Supplied text
# Wedding Lace Doily - (copyrighted)



## E Christina Dabis (Mar 31, 2013)

This doily struck my fancy as the perfect gift to make for my sister-in-laws wedding anniversary. The doily was created by Cylinda Mathews and is available for sale in the Wedding / Bridal section of her CrochetMemories.com website.

Sometimes she uses this photograph, of my crochet work, to advertise her pattern. Yes, she has my permission.

http://www.crochetmemories.com/patterns/wedding-lace-doily.php


----------



## freesia792 (Feb 24, 2012)

It's absolutely beautiful! I love doilies.


----------



## RobynMay (May 14, 2012)

That is stunning and very special for a wedding or anniversary gift. Thanks for sharing.


----------



## Brilingra (Jul 7, 2012)

Beautiful work!


----------



## tatesgirl (Mar 27, 2011)

This is mindful of both the Double Wedding Ring and Laura's Wedding Ring quilts. I love doilies and crocheted many when I was young. I'm keeping an eye out for a stunner (a real eye-catching one) to make for my daughter's antique coffee table. It needs to be at least 30 inches.

Goal 1
Translate this sentence from the doily thread into Spanish: "I love doilies and crocheted many when I was young."
Goal 2
Answer these questions from the doily thread:
(a) Who created the doily, according to the opening post?
(b) Which two quilts does tatesgirl say the doily brings to mind?
(c) What minimum size does tatesgirl give for the doily intended for the antique coffee table?
The data that follows is not needed for anything here.

Source excerpt
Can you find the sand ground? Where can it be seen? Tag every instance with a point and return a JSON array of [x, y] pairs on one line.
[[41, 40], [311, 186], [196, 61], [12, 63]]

Exercise result 1
Me encantan los tapetes de ganchillo y tejí muchos cuando era joven.

Exercise result 2
(a) Cylinda Mathews
(b) The Double Wedding Ring and Laura's Wedding Ring quilts
(c) At least 30 inches